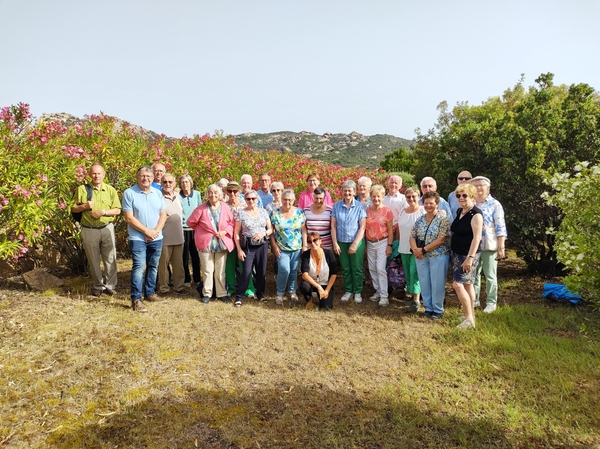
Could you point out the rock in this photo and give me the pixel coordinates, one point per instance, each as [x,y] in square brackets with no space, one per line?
[41,280]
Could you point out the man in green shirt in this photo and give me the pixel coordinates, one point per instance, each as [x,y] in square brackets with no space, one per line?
[98,231]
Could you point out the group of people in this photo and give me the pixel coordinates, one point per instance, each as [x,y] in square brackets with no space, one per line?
[226,239]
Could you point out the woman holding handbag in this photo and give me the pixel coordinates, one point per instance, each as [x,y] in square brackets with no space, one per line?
[213,231]
[492,244]
[429,244]
[252,231]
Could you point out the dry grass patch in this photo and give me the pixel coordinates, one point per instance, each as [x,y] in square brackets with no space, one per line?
[83,372]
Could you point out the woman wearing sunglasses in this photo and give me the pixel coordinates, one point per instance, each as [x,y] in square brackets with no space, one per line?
[319,271]
[466,235]
[252,231]
[429,244]
[286,240]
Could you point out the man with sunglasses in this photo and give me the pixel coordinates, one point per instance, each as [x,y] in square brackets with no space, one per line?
[428,184]
[464,177]
[264,180]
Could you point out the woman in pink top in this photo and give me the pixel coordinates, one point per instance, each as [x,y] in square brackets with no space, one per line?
[379,235]
[306,198]
[213,226]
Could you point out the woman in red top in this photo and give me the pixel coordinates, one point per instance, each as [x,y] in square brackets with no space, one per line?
[379,235]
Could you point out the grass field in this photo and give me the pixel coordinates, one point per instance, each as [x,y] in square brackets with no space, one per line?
[78,371]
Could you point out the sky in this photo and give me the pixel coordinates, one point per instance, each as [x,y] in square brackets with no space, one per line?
[185,67]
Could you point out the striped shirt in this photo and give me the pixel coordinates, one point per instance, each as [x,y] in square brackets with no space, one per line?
[320,223]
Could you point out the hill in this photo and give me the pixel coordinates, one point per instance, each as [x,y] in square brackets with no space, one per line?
[346,150]
[340,149]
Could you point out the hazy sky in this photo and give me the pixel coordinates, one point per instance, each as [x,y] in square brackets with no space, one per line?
[184,67]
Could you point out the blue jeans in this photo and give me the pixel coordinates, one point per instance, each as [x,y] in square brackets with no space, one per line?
[432,277]
[145,256]
[287,271]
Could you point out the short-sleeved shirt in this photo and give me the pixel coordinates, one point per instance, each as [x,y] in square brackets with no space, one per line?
[462,232]
[396,203]
[377,220]
[146,208]
[348,219]
[306,199]
[188,204]
[440,226]
[251,225]
[321,224]
[493,216]
[105,197]
[173,228]
[288,232]
[406,221]
[266,197]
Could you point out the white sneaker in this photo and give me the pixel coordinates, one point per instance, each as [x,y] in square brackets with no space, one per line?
[346,296]
[489,308]
[376,297]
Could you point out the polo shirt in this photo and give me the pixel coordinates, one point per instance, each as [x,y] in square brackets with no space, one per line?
[146,207]
[104,196]
[348,219]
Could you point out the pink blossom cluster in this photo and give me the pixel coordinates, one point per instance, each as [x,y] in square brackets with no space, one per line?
[75,152]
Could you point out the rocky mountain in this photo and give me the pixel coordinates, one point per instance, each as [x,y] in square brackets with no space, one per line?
[339,149]
[346,150]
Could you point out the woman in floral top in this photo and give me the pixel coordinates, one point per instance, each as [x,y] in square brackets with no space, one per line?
[429,244]
[286,241]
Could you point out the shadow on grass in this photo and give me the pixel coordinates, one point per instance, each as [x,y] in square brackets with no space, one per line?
[304,417]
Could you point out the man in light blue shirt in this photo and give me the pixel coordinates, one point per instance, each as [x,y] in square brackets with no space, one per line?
[264,193]
[428,184]
[348,221]
[145,215]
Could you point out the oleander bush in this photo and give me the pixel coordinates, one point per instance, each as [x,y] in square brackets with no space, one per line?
[42,163]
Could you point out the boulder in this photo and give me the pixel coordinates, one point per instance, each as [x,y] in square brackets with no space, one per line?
[40,280]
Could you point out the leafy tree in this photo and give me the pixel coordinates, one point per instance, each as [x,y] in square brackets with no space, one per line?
[400,160]
[513,140]
[579,232]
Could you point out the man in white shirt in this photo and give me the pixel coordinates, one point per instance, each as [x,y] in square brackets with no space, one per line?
[463,177]
[395,200]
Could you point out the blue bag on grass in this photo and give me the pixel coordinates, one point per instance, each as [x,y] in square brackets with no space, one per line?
[560,292]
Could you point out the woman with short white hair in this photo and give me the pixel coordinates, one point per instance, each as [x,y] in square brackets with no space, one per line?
[492,242]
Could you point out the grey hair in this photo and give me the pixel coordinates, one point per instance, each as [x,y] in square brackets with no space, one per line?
[217,188]
[186,177]
[349,185]
[276,185]
[288,192]
[364,180]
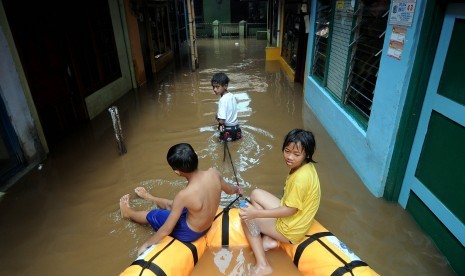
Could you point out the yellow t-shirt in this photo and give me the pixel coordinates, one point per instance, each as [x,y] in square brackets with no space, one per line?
[301,191]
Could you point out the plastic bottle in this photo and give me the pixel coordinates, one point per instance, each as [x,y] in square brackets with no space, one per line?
[253,227]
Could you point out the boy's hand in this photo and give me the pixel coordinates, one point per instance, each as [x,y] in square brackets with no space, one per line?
[142,249]
[247,213]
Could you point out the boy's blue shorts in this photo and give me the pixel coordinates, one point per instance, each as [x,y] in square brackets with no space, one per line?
[181,230]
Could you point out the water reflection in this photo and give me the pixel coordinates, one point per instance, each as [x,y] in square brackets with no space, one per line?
[65,220]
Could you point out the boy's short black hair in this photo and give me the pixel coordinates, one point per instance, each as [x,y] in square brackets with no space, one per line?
[220,78]
[182,157]
[306,140]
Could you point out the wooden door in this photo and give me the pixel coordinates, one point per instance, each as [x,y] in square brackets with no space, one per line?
[434,185]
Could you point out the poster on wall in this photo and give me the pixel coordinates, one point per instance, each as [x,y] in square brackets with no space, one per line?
[396,42]
[402,12]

▶ [EXERCISE DIRECTIONS] Extract the entries in full, exactly as they are, minus the pictures.

▶ [FINAL RESULT]
Could you point out the rock in this photo and give me the pixel coordinates, one point per instance, each as [x,y] in square brackets with no space, one per line?
[41,280]
Could you point out the man in green shirt in this photo and give me the pixel coordinates, one point per instance, each as [x,y] in square brackets with no space, one per line?
[98,231]
Could you point out the group of people in this photo and give me the pixel coordinates, one point per instance, each as [x,y] in square brackets with no space, one per line?
[226,239]
Could you point out the woman holding handbag in this photo and give me the pixel coordinates, one point per instance, each as [x,y] in square brackets with no space, one per line?
[213,231]
[492,244]
[429,244]
[252,231]
Could you point out the dry grass patch in this photo and give me the pixel coordinates, one point per instance, each as [x,y] in square brackets with no space, one per line?
[83,372]
Could you point out the woman wearing sunglasses in this photo and give me the pixel coordinates, one point per instance, each as [x,y] in square brackets with no space, one per line?
[319,271]
[466,235]
[252,231]
[429,244]
[286,240]
Could you point out the man with sunglasses in this photo and give me the pixel coordinates, one point per instance, each as [x,y] in square brackets with no space, one per line?
[428,184]
[464,177]
[264,180]
Could you point out the woman in pink top in this photo and give me the pixel coordinates, one point per instance, each as [x,y] in square brackets with no space, one per line?
[379,235]
[306,198]
[213,226]
Could you point out the woman in red top in this photo and give me the pixel coordinates, one point per instance, each as [x,y] in square brackets with no space, one per line?
[379,235]
Could you point out the grass field in this photo and give me the pixel coordinates, one point per instance, each as [x,y] in square brackets with no space, one per line?
[78,371]
Could you point out the sky in this photo and give me the pixel coordinates, one point per instance, each as [x,y] in square brackets with no space, one per line?
[185,67]
Could you point out the striped shirt in this photo and give me the pixel coordinates, one point per instance, each as [x,y] in square brackets with no space, one per line?
[320,223]
Could you point out the hill in this photo and give me the pixel coordinates, one point per instance, each as [x,y] in square brackets with no space, one per line?
[346,150]
[340,149]
Could you point out the hazy sky in this photo and give me the pixel coordinates, one point per instance, each as [x,y] in square brackets with no space, one per line?
[184,67]
Could you point out the blue jeans in this photo and give me the pixel coordinates, one point per instance, each as [x,y] in square brackets with no space, one per line?
[432,277]
[145,256]
[287,271]
Could you point out the short-sleeved shirt in this photo and give me the pixel coordinates, one point per instance, each as [x,y] in square brackets with no space, one per line?
[462,232]
[396,203]
[377,220]
[146,208]
[348,219]
[306,199]
[188,204]
[440,226]
[251,225]
[321,224]
[493,216]
[105,197]
[173,228]
[288,232]
[406,221]
[266,197]
Could you point out the white sneaker in this photo and give me the pixel coordinates, one point per instance, each as [x,y] in square brackets with no space, one per line?
[346,296]
[489,308]
[376,297]
Could you point out the polo shirt in this photo and give me the pixel coordinates, one point per instance, each as [x,y] in square brackets with no space, one per line?
[146,207]
[104,196]
[348,219]
Could you point out the pink blossom cluster in this photo and give me the pixel coordinates, one point per instance, each as [x,y] in square brackets with no space, one per line?
[75,152]
Could you point out the rocky mountain in this photo and give me the pixel coordinates, one point per instance, each as [x,y] in square brackets with no space, one per line?
[339,149]
[346,150]
Could you point out the woman in floral top in this photo and give me the pixel coordinates, one point per instance, each as [x,y] in square brackets with no space, one per line?
[429,244]
[286,241]
Could you point out the shadow on grass in this photo and give me the pixel coordinates, one point per instance, each as [x,y] in square brackets with no space, one per line?
[304,417]
Could you point out the man in light blue shirt in this photo and give me the pixel coordinates, one point per instance, each as [x,y] in square brackets with no space, one per line?
[264,193]
[428,184]
[348,221]
[145,215]
Could you point out the oleander bush in this photo and give me the pixel coordinates, one point per instance, each as [x,y] in square brackets with no space, one per line?
[42,163]
Could you point out the boulder in this photo and give me the pixel coordinates, one point per instance, each as [x,y] in square brackets with no space, one per line?
[40,280]
Could you point out the leafy tree in this photo and give me the pixel coordinates, one point per instance, each as [x,y] in square brackets with no space, one per line?
[400,160]
[513,140]
[579,232]
Could you point out the man in white shirt in this photo and give me the pixel coordinates, one point per instance, each as [x,y] in square brackets with no space, one per line?
[463,177]
[395,200]
Could you point out the blue bag on grass in this photo and give me the pixel coordinates, one point per instance, each as [x,y] in square brackets with no space, one per line?
[560,292]
Could you point out the woman with short white hair in this photo and give me the pixel coordinates, one point per instance, each as [x,y] in square brackets with no space, one per line?
[492,242]
Could you point out the grey hair in this photo and give me the pixel coordinates, one point per instance, each as [x,y] in square brackets with no space, one per line?
[217,188]
[186,177]
[349,185]
[276,185]
[288,192]
[364,180]
Could you point out the yellow t-shirt in this photo and give me the pixel coordinates, one point per instance, each as [x,y] in square brackets with no space, one per line?
[301,191]
Could you point out the plastic bottle in this photo and give me the pixel coordinates, one point per instance, each as [x,y] in square brackets with no space, one per line?
[253,227]
Could you point out the boy's hand in this photo and give me the pixel coordinates, one point per instance, each as [x,y] in square brackets with no space, one per line?
[142,249]
[247,213]
Could you point out the boy's blue shorts in this photo and give me the pixel coordinates, one point per instance, each as [x,y] in square brackets with no space, one per line?
[181,230]
Could you point out the water reflection in this photo and give me the pixel coordinates, one point per instance, each as [x,y] in square brackets with no space, one per line?
[65,220]
Could you point out the boy's short black hair in this photo and give me the pixel coordinates, one point per instance, each as [x,y] in square brackets with no space, one per line?
[220,78]
[182,157]
[306,140]
Could you point out the wooden door in this photo and give me the pixel coordinates, one point per instance, each as [x,y] in square brackets with no space, one per line?
[434,185]
Could you point out the poster on wall in this photo and give me the pixel coordinates, one point per instance, each as [x,y] in square brackets with no space, one per line?
[396,42]
[402,12]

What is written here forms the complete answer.